## Übungsaufgaben:
1. Prüfe für jede der drei Aussagen, ob sie mit dem Auszug über Windkraftanlagen übereinstimmt, und belege dein Ja oder Nein mit einem wörtlichen Zitat: (a) Nach Mock braucht eine Anlage mit fünf Megawatt etwa 40 Tonnen Kupfer. (b) Brennende Anlagen lassen sich durch die Feuerwehr löschen. (c) Die Professorin empfiehlt, Anlagen in der Nähe von Industriegebieten oder Autobahnen zu errichten.
2. Führe den Auszug über Windkraftanlagen im Anschluss an seinen letzten Satz weiter.

## Textauszug:

----------

In kranken Waldbeständen, den sogenannten Kalamitätsflächen, berge der Ausbau zudem eine weitere Gefahr, so Witte: Die Trockenheit mache sie anfällig für Waldbrände, ausgelöst durch brennende Windkraftanlagen. Eine Möglichkeit, die über 200 Meter hohen Anlagen beispielsweise durch die Feuerwehr zu löschen, gebe es allerdings nicht. Ihr Vorschlag: „Wir müssen die Flächen nutzen, die eh schon versiegelt sind“. Anlagen solle man deshalb in der Nähe von Industriegebieten oder Autobahnen bauen, so die Professorin. Denn: „Nur vitale Wälder bringen Ökosystemleistungen“.

Die Veranstaltung war gut besucht. Rund 100 Zuhörer saßen im Saal des Habbels, noch einmal 150 verfolgten die Vorstellung online.
Die Veranstaltung war gut besucht. Rund 100 Zuhörer saßen im Saal des Habbels, noch einmal 150 verfolgten die Vorstellung online. © Eric Steinberg

Der Rechtsanwalt: Toxische Altlasten und Gefährdung indigener Völker

Die Belastung der Umwelt machte auch Rechtsanwalt Thomas Mock zum Thema seines Kurzvortrages. So monierte er die Scheinheiligkeit, mit der über den Abbau der Rohstoffe zur Errichtung der Windkraftanlagen hinweggesehen werde. Für eine Anlage, die fünf Megawatt erzeugt, benötige man beispielsweise 40 Tonnen Kupfer.

Pro Tonne Kupfer würden jedoch etwa 200 Tonnen toxische Altlasten anfallen, die in Form von Giftseen die Umwelt in südamerikanischen Staaten vergiften. Pro Anlage ergäben sich so mehrere tausend Tonnen Altlasten. Durch den Abbau sei jedoch nicht nur die Umwelt vor Ort gefährdet, sondern auch die Lebensgrundlage der indigenen Bevölkerung, die um ihre Landrechte kämpft.

----------

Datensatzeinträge
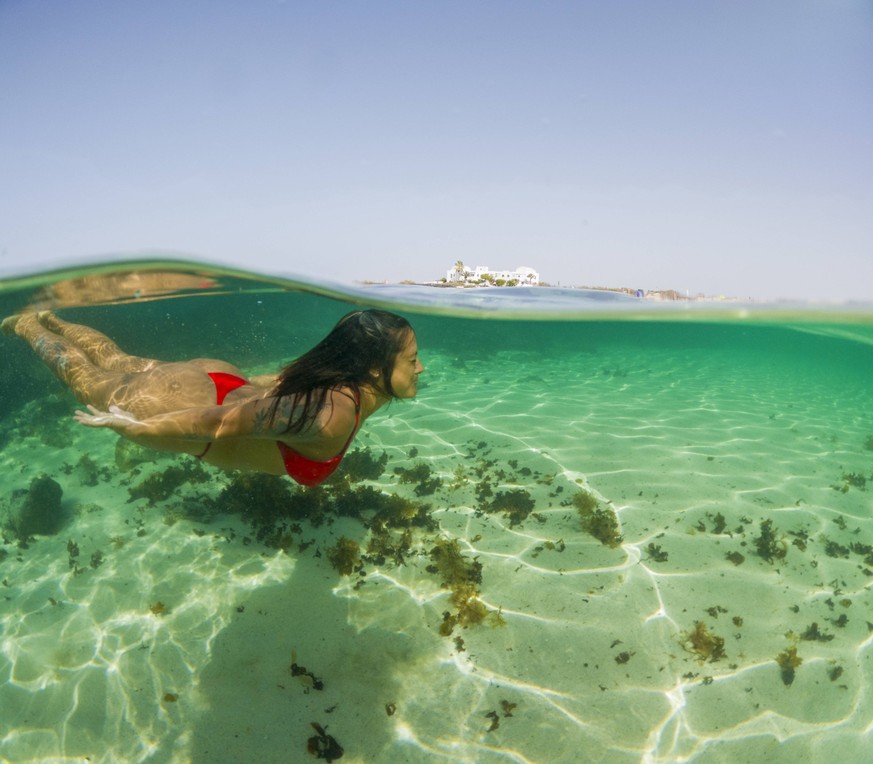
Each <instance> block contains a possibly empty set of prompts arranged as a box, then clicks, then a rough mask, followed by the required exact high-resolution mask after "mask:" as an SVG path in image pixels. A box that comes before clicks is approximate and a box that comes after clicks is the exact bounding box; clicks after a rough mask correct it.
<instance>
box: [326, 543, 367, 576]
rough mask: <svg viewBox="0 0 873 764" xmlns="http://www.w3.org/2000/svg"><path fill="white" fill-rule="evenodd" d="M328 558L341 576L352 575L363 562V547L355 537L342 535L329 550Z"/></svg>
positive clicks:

----------

## Lösungen:
1.
(a) Ja: „Für eine Anlage, die fünf Megawatt erzeugt, benötige man beispielsweise 40 Tonnen Kupfer.“
(b) Nein: „Eine Möglichkeit, die über 200 Meter hohen Anlagen beispielsweise durch die Feuerwehr zu löschen, gebe es allerdings nicht.“
(c) Ja: „Anlagen solle man deshalb in der Nähe von Industriegebieten oder Autobahnen bauen, so die Professorin.“

2.
Der Hotelier: Tourismusbranche in Bedrängnis

Auch Wolfgang Klein, Betreiber des Hotels Kleins Wiese, sieht sich durch eine mögliche Bebauung in unmittelbarer Nähe zu seinem Hotel bedroht: „Dass das Auswirkungen auf das Buchungsverhalten und den Betrieb hat, wenn das Windrad 400 Meter weit weg steht, ist klar.“

Klein sieht die Tourismusbranche in Schmallenberg in Bedrängnis. Man müsse sich die Frage stellen, was passiere, wenn diese Branche in der Stadt keine Investitionen mehr tätige. Dann bleibe der „Benefit“, wie ihn Böckelühr anführte, nicht in den Kommunen.

Der Ingenieur: Ernüchternder Erntefaktor

Ebenso kritisch zeigte sich auch Dieter Köhler. Laut dem Ingenieur mangelt es den Anlagen vor Ort an Effizienz: „Wir sind eine windarme Region“, stellt er fest. „Man muss in die Höhe gehen, um überhaupt ein bisschen Wind zu bekommen“, so Köhler weiter. Der Erntefaktor der örtlichen Anlagen, der das Verhältnis zwischen erzeugter Energie und eingesetzter Energie während der gesamten Lebensdauer beschreibt, sei ernüchternd.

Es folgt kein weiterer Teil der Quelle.